SHORT PROBLEM: Could you swap "large tree trunk" for "big tree trunk" everywhere in the data below, keeping every other line unchanged and omitting the pictures?

Saved data entries:
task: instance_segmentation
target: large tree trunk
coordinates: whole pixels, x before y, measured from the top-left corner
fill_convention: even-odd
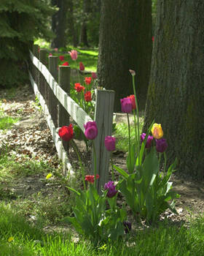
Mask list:
[[[87,22],[90,11],[90,0],[83,0],[83,18],[80,31],[79,44],[88,47]]]
[[[99,86],[116,91],[119,98],[133,94],[129,69],[136,72],[140,106],[145,102],[152,56],[152,1],[103,0],[99,37]]]
[[[73,0],[68,0],[67,23],[68,26],[68,33],[71,34],[72,44],[74,47],[77,47],[77,31],[74,21],[74,4]]]
[[[168,157],[204,174],[204,1],[158,0],[144,128],[162,124]]]
[[[52,0],[52,4],[59,7],[59,10],[52,17],[52,30],[56,37],[52,41],[51,45],[52,48],[66,47],[67,0]]]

FULL OUTPUT:
task: instance_segmentation
target: big tree trunk
coordinates: whole pixels, x before y, measured from the top-left corner
fill_convention: even-odd
Mask list:
[[[87,22],[90,11],[90,0],[83,0],[83,18],[80,31],[79,44],[88,47]]]
[[[99,86],[116,91],[119,98],[133,94],[129,69],[136,72],[140,106],[145,102],[152,56],[152,1],[103,0],[99,37]]]
[[[73,0],[68,0],[67,23],[68,26],[68,33],[71,34],[72,44],[74,47],[77,47],[77,31],[74,21],[74,4]]]
[[[168,157],[204,174],[204,1],[158,0],[144,128],[162,124]]]
[[[52,0],[52,4],[59,7],[59,10],[52,17],[52,30],[56,37],[52,41],[51,45],[52,48],[66,47],[67,0]]]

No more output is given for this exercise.